--- Recorded information Enclosed Below ---

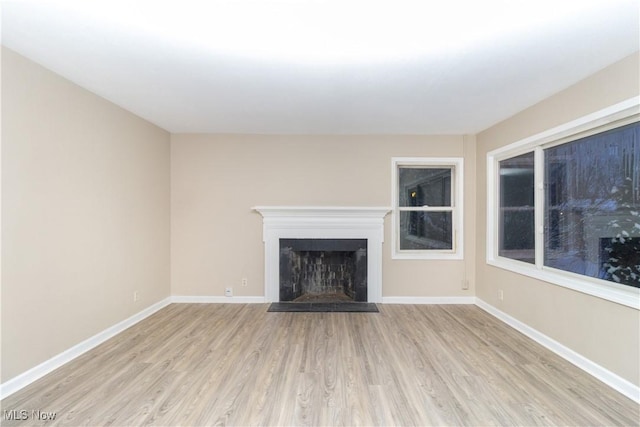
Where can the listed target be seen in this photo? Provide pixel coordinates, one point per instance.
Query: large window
(565, 205)
(427, 207)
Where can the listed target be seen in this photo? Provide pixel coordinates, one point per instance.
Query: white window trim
(457, 252)
(610, 291)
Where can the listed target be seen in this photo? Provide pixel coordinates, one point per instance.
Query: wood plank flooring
(230, 364)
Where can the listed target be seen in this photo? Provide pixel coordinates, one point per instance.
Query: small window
(564, 205)
(427, 208)
(516, 220)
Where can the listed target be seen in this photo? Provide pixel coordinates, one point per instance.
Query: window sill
(620, 294)
(428, 255)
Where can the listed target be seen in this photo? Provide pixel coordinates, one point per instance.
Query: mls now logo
(16, 415)
(23, 414)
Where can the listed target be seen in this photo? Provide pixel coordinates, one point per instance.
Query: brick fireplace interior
(323, 270)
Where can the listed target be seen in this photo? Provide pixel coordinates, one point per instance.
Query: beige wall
(85, 214)
(602, 331)
(216, 239)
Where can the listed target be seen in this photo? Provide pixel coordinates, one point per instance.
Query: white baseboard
(37, 372)
(609, 378)
(428, 300)
(216, 300)
(612, 380)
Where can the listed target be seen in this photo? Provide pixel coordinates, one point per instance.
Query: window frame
(625, 112)
(457, 179)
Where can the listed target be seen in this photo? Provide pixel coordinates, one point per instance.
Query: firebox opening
(323, 270)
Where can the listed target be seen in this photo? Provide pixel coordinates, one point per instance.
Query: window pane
(425, 230)
(517, 219)
(420, 187)
(592, 224)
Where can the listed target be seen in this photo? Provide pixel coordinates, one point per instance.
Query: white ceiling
(323, 66)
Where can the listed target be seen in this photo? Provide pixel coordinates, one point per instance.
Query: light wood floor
(229, 364)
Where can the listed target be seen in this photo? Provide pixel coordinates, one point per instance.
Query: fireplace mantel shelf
(327, 222)
(323, 211)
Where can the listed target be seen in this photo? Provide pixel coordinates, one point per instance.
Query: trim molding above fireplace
(322, 222)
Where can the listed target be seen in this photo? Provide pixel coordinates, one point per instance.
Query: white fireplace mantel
(323, 222)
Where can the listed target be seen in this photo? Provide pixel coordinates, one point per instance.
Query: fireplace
(323, 270)
(359, 230)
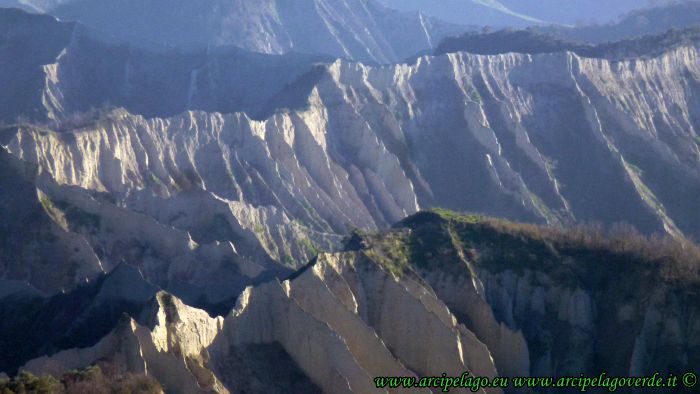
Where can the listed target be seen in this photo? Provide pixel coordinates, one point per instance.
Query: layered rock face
(555, 138)
(439, 293)
(339, 323)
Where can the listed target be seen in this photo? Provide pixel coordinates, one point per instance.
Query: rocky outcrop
(374, 144)
(341, 321)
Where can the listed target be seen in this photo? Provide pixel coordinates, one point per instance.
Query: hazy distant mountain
(361, 30)
(228, 221)
(654, 20)
(572, 12)
(520, 13)
(466, 12)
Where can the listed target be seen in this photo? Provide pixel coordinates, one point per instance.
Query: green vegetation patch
(97, 379)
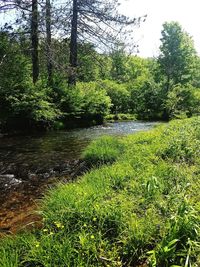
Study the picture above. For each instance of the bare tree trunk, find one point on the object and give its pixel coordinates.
(73, 45)
(48, 47)
(34, 39)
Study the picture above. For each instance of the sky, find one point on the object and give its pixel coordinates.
(186, 12)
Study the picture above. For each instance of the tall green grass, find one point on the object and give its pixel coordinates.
(141, 208)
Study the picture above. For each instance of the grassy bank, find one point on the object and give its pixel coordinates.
(142, 207)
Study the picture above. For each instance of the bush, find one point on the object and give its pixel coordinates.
(183, 101)
(85, 101)
(119, 95)
(146, 98)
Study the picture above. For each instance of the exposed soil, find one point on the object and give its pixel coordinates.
(19, 202)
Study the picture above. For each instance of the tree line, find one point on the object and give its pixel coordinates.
(67, 63)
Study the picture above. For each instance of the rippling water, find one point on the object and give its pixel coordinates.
(29, 164)
(53, 147)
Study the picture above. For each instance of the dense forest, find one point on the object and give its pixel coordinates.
(126, 200)
(63, 65)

--- End of Enclosed Recorded information ---

What the task asks: Could you set down every entry again exactly as written, leaving out any pictures?

Task output:
Where can the listed target be seen in this photo? Provide pixel coordinates, one point per instance.
Query: large window
(565, 205)
(427, 207)
Where can the listed target be seen in this photo? Provide pixel coordinates, one point per instance.
Query: white window trim
(457, 252)
(610, 291)
Where can the listed target be seen in this photo? Provide pixel coordinates, one point per instance.
Query: wood plank flooring
(230, 364)
Where can the listed target be seen in this photo? Provide pixel coordinates, one point per instance.
Query: small window
(564, 205)
(427, 208)
(516, 220)
Where can the listed target be seen in this photo? Provide pixel coordinates, one point per instance.
Query: window sill
(620, 294)
(428, 255)
Where can the listed target be seen in this photo? Provide pixel coordinates, one point per instance.
Query: mls now logo
(16, 415)
(23, 414)
Where can the listed target be seen in this photo? Provide pixel coordinates, one point per instance.
Query: brick fireplace interior
(323, 270)
Where can the listed target be seen in this photo? Provide pixel coordinates, one point per instance.
Query: beige wall
(85, 214)
(602, 331)
(216, 239)
Where can the listed target be seen in this photo? Provide pixel coordinates, one point per instance.
Query: white baseboard
(37, 372)
(609, 378)
(428, 300)
(216, 300)
(612, 380)
Where can the listed target be seen in this photo? Provide pixel coordinates, one point per instance.
Query: window frame
(625, 112)
(457, 179)
Where can the listed target be seen in this photo? Provide pixel coordinates, one point per instance.
Query: firebox opening
(323, 270)
Where can the listed target be seen in this photo? Provide pixel coordinates, one point per instance.
Query: window pane
(425, 230)
(517, 219)
(420, 187)
(592, 224)
Where can the listed target be seen in this photo? Provide pixel coordinates, one point per instance.
Query: white ceiling
(323, 66)
Where can the listed target be seen in this photo? Provide pixel coordinates, one point per instance.
Query: light wood floor
(229, 364)
Where can the listed target be seen in this photo? Provide pixel coordinates, one point per instance.
Query: fireplace mantel shelf
(327, 222)
(323, 211)
Where can the listed target be seen in this photo? Provide pixel coordinates, one point per instance.
Query: trim molding above fireplace
(322, 222)
Where can the listed target be seen in this photo? Provide pixel coordinates, one point per instance.
Query: white fireplace mantel
(323, 222)
Where can the listed target be seen in this photo? Provide pixel coordinates, one point per instance.
Query: fireplace
(323, 270)
(359, 230)
Where can the listed target be seen in this photo? Provide pixel coordinates, one point per instance.
Query: layered rock face
(555, 138)
(439, 293)
(339, 323)
Where can the listed target be seen in this photo? Provide pixel coordinates, one point per instance.
Query: rocky outcrop
(374, 144)
(341, 321)
Where can the listed target be seen in this photo? Provide pixel coordinates, one point per instance.
Query: hazy distant mountain
(361, 30)
(228, 221)
(654, 20)
(572, 12)
(520, 13)
(466, 12)
Where can the listed target be seen in this photo? Provide pixel coordinates, one point per instance.
Query: green vegetation patch
(97, 379)
Study the picture above. For each instance of the bare tree trunk, find one point on the object and give its pixel coordinates.
(73, 45)
(48, 47)
(34, 39)
Study the picture above. For each instance of the sky, find one point on the object and give its pixel coordinates.
(186, 12)
Study the picture above. For each instance of the tall green grass, find one point on the object and give its pixel coordinates.
(141, 208)
Study the picture above. For each instance of the grassy bank, find one point on the object and give its pixel coordinates.
(142, 207)
Study the picture above. For each instance of the bush, find one point on the object and give its pixel coordinates.
(183, 101)
(85, 101)
(119, 95)
(146, 98)
Study the picture above. For each instance of the exposed soil, find one point on the object and give its pixel coordinates.
(19, 202)
Study the picture above. For each instance of the tree line, find one point on the object and give its pixel coordinates.
(67, 63)
Study the picture above. For each instance of the rippling water, find one point on the object and give its pixel coordinates.
(29, 164)
(53, 147)
Study the picture above. For each instance of the dense forest, find one point on the object and give its pixel coordinates.
(126, 200)
(63, 65)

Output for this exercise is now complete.